_Exercise aim_:
Starting at the first line of the entries below, output every line exactly, up to and including the line with "# each pair looks like [[548, 292]]".
*** Data ***
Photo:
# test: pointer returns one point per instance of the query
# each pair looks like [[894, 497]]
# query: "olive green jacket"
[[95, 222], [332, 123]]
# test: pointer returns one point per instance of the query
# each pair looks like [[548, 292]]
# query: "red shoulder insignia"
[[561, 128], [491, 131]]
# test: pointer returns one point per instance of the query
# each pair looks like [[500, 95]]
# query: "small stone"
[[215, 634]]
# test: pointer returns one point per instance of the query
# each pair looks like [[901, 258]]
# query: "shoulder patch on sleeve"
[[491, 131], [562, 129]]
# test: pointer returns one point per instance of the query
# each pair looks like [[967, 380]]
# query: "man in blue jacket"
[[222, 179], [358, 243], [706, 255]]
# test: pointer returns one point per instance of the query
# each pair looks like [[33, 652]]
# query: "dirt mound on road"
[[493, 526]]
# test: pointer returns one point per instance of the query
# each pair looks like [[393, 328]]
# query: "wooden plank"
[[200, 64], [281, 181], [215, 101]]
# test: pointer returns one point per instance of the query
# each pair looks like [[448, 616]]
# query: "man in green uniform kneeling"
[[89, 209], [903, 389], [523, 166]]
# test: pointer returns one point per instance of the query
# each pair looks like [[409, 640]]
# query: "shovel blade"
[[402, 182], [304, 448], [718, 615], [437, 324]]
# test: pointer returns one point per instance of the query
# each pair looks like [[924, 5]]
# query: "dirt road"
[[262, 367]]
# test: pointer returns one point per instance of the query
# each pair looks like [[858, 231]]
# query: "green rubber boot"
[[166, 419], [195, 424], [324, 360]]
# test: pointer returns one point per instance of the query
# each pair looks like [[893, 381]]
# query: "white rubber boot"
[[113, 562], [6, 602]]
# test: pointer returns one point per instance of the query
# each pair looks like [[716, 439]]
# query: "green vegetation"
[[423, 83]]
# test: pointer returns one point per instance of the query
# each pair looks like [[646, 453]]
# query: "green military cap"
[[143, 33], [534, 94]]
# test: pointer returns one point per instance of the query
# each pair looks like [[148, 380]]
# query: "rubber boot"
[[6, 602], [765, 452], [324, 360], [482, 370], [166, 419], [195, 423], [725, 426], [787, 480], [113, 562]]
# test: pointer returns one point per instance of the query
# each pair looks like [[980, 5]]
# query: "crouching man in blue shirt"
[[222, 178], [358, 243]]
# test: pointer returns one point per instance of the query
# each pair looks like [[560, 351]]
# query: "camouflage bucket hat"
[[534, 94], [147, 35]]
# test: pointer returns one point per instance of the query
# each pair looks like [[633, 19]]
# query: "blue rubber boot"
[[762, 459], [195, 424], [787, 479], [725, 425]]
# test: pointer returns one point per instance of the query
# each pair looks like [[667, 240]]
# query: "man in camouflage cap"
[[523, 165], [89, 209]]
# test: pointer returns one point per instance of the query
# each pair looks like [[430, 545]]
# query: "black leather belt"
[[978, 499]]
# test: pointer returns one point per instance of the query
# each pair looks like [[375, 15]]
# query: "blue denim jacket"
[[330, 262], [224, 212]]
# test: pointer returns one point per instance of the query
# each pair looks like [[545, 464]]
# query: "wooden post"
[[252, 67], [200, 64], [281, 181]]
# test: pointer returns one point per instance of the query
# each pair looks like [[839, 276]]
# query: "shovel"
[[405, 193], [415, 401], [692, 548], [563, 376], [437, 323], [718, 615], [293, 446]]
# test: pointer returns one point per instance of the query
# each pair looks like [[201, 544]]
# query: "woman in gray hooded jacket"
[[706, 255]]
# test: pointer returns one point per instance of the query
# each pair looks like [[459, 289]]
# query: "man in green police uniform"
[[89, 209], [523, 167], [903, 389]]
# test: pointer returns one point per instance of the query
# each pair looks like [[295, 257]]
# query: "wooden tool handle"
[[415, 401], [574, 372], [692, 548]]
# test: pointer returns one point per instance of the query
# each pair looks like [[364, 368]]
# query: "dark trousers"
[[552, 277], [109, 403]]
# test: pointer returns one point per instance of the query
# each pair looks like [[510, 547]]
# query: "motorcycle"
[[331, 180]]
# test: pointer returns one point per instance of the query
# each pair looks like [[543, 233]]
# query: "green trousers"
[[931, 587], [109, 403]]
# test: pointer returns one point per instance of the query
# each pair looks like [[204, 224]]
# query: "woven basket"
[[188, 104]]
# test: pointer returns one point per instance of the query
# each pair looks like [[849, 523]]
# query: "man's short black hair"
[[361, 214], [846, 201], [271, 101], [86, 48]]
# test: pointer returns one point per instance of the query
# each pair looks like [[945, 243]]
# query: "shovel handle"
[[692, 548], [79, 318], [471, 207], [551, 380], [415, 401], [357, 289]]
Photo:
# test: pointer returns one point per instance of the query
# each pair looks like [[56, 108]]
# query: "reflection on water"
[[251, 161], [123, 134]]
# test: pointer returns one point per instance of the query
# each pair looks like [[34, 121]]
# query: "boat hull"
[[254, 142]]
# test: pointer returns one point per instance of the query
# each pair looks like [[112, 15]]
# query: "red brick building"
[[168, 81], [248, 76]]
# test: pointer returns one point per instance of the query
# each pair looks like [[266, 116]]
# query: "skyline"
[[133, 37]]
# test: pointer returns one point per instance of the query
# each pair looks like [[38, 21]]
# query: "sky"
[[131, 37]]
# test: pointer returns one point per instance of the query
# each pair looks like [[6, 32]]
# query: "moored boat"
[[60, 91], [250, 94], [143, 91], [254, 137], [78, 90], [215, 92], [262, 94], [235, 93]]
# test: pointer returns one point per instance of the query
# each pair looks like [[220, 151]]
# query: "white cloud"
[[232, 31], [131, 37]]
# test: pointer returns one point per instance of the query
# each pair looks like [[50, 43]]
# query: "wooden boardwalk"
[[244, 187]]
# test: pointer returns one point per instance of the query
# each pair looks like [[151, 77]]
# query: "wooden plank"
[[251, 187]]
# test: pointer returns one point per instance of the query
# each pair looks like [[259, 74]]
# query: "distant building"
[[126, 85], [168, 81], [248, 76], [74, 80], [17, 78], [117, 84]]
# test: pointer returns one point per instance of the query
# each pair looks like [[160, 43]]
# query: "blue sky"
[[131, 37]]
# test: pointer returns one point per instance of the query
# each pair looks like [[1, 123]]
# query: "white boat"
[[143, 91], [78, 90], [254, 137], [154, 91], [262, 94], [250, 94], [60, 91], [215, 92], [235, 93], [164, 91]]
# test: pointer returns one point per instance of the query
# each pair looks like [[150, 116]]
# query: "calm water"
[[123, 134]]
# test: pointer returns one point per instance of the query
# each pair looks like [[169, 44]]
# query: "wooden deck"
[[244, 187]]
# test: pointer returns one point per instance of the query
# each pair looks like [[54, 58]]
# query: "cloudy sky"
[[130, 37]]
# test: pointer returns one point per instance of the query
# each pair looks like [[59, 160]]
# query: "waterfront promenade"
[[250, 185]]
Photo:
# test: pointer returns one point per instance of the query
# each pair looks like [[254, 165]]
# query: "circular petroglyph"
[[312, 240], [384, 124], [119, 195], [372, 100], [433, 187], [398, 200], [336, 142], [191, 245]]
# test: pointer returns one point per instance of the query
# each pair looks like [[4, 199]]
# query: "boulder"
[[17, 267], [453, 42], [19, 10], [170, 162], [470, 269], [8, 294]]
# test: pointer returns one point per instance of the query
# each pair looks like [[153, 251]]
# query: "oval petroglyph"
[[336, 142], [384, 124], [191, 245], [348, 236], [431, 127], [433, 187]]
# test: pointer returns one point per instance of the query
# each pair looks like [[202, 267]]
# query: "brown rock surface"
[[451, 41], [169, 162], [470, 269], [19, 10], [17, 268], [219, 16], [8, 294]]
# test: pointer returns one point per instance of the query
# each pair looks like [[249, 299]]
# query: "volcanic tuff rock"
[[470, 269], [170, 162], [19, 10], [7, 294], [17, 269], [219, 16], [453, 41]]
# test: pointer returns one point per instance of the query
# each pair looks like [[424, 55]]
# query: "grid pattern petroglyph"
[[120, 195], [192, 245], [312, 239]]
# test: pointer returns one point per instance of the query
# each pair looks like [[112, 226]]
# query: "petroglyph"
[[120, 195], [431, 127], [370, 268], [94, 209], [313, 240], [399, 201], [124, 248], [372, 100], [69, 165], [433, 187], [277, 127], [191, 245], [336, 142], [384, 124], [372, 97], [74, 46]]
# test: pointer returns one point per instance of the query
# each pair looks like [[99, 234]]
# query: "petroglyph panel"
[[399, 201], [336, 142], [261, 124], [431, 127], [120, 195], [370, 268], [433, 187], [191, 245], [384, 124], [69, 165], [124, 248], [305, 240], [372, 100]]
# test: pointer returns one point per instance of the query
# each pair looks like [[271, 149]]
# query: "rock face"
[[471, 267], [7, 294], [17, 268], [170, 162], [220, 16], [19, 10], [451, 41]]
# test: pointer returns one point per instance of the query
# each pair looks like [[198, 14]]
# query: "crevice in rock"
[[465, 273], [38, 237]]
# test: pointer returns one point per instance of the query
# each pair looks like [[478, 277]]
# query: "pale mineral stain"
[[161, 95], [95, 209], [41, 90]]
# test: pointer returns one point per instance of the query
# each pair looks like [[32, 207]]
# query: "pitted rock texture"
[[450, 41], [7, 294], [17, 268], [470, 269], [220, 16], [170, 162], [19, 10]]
*** End of Data ***
_Problem solution_:
Photo:
# test: pointer returns one point per instance of the query
# each pair looks like [[894, 497]]
# query: "olive green jacket"
[[95, 222], [332, 123]]
# test: pointer returns one point per instance of the query
# each pair looks like [[548, 292]]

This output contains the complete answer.